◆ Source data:
◇ ◇ ◇ ◇ ◇

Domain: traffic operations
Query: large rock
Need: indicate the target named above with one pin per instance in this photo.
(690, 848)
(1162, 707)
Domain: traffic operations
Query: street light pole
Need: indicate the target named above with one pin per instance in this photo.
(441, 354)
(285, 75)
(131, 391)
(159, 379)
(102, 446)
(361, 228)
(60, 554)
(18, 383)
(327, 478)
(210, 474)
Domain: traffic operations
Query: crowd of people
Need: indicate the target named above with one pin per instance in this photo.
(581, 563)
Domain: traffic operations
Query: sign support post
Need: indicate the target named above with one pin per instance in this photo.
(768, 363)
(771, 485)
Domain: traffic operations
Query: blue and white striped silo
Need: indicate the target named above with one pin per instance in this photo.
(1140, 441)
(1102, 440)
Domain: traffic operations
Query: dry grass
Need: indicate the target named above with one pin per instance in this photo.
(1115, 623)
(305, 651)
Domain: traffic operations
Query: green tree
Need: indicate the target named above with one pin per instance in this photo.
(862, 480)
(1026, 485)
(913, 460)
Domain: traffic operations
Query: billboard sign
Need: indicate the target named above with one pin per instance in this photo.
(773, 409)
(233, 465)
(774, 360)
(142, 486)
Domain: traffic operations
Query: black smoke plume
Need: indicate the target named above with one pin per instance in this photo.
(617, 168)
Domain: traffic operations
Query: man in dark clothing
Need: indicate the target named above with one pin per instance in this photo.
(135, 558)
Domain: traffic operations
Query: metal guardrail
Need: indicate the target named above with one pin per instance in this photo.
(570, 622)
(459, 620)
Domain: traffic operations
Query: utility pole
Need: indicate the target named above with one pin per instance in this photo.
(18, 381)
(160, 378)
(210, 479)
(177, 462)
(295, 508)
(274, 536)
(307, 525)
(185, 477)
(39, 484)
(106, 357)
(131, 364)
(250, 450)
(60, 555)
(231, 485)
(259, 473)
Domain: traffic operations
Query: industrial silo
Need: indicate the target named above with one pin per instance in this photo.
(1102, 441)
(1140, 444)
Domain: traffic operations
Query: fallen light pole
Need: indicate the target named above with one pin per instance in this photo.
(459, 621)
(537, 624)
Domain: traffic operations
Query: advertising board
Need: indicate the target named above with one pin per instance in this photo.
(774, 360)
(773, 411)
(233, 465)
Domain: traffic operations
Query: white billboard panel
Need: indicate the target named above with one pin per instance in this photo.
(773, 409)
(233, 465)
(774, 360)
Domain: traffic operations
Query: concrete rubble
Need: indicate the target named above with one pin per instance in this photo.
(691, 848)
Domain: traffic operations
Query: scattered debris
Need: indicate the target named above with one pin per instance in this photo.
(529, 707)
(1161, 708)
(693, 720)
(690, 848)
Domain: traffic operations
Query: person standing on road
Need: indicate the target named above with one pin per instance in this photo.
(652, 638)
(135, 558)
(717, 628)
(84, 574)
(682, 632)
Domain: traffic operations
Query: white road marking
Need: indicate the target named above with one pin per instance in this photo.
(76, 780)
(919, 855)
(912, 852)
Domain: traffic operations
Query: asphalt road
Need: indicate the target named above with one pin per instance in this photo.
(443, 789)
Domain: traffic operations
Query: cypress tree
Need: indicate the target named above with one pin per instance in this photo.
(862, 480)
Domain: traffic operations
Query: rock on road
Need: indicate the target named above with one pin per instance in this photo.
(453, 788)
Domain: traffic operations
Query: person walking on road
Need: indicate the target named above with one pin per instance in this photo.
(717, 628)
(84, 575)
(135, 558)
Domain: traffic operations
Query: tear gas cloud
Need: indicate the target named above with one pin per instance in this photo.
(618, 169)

◇ ◇ ◇ ◇ ◇

◆ WHAT YOU ARE ASKED TO DO:
In the data above, repeat exactly each line from the first through the line that contains "Query: street light pole", and give nothing else.

◆ ANSWER TO THE PROBLEM:
Domain: traffic operations
Query: large rock
Need: indicate the target named above with one pin per instance in this photo.
(690, 848)
(1162, 707)
Domain: traffic operations
Query: street light pole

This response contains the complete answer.